# Requirement 1
In the biography of actress Nancy Coleman, which character did she portray on the radio version of Young Doctor Malone?
# Requirement 2
Write the next part of the biography of actress Nancy Coleman, beginning after its last sentence.

American actress (1912–2000)

Nancy Coleman (December 30, 1912 – January 18, 2000) was an American film, stage, television and radio actress. After working on radio and appearing on the Broadway stage, Nancy Coleman moved to Hollywood to work for Warner Bros. studios.

==Early life==
Coleman was born December 30, 1912, in Everett, Washington, where her father, Charles Sumner Coleman, was editor of The Daily Herald. Her mother, Grace Sharplass Coleman, was "an accomplished violinist." The family lived in Everett, Washington, where she graduated with honors from Everett High School.

She attended the University of Washington in Seattle where she majored in English and was a member of the Alpha Lambda chapter of Kappa Alpha Theta. After graduating, she was accepted at Columbia University's Teacher's College in New York. She attended the university, but dropped out, moving to San Francisco, California, where she worked as an elevator operator at a department store.

==Career==
Early in her career as an actress, Coleman portrayed Alice Hughes on the radio version of the soap opera Young Doctor Malone. Coleman also appeared as the lead in the 04/13/1943 episode of "Suspense", entitled "Fear Paints a Picture". On television, she played Helen Emerson on Valiant Lady.

# Provided material
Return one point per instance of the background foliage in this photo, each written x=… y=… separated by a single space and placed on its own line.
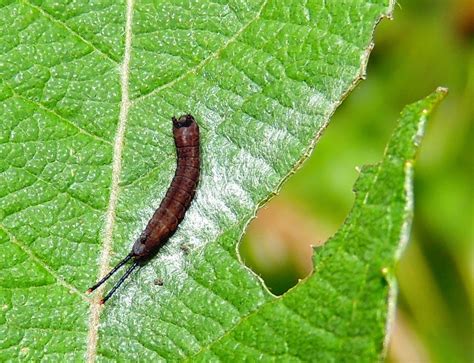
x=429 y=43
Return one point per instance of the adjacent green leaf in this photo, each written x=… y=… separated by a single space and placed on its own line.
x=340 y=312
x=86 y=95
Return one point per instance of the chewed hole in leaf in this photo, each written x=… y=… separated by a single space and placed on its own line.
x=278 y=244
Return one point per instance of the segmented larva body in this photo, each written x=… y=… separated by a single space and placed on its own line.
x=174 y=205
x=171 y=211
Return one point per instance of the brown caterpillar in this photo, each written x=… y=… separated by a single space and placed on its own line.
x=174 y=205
...
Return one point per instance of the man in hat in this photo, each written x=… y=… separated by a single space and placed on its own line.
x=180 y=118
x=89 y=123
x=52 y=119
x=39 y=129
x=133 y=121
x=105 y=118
* * *
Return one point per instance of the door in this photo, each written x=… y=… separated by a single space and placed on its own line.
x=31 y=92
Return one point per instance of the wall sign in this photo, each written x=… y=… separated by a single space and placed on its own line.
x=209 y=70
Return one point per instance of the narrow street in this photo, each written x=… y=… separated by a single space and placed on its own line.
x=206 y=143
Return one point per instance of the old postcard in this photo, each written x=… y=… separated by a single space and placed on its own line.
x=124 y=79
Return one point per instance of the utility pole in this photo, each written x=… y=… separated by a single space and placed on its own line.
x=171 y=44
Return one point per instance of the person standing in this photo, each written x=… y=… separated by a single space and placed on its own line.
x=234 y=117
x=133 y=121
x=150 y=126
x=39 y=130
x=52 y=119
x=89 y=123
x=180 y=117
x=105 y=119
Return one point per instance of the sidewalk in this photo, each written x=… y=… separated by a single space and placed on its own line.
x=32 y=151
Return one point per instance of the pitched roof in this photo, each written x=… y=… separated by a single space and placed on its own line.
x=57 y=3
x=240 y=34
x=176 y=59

# Exercise result 1
Alice Hughes

# Exercise result 2
Coleman's Broadway credits include Liberty Jones (1941), The Sacred Flame (1952), and The Desperate Hours (1955).

Memorable roles include playing the mistress to a Nazi (played by Helmut Dantine) in Edge of Darkness and co-starring with Paul Henreid in In Our Time. In the 1950s, Coleman began making guest appearances on television. She also played Anne Brontë in the film Devotion (1946) opposite Olivia de Havilland and Ida Lupino.

==Personal life==
Coleman married Whitney Bolton, a drama critic and publicity director, on September 16, 1943. They remained wed until his death in 1969. She gave birth to twin girls, Charla Elizabeth and Grania Theresa, on July 13, 1944.

==Filmography==

| Year | Title | Role | Notes |
| 1941 | Dangerously They Live | Jane |  |
| 1942 | Kings Row | Louise Gordon |  |
| The Gay Sisters | Susie Gaylord |  |
| Desperate Journey | Kaethe Brahms |  |
| 1943 | Edge of Darkness | Katja |  |
| 1944 | In Our Time | Janina Orwid |  |
| 1946 | Devotion | Anne Brontë |  |
| Her Sister's Secret | Antoinette 'Toni' DuBois |  |
| 1947 | Violence | Ann Dwire, alias Ann Mason |  |
| Mourning Becomes Electra | Hazel Niles |  |
| 1953 | That Man from Tangier | Mary Ellen |  |
| 1969 | Slaves | Mrs. Stillwell |  |

==Bibliography==
- Bubbeo, Daniel (2001). "The Women of Warner Brothers: The Lives and Careers of 15 Leading Ladies with Filmographies for Each"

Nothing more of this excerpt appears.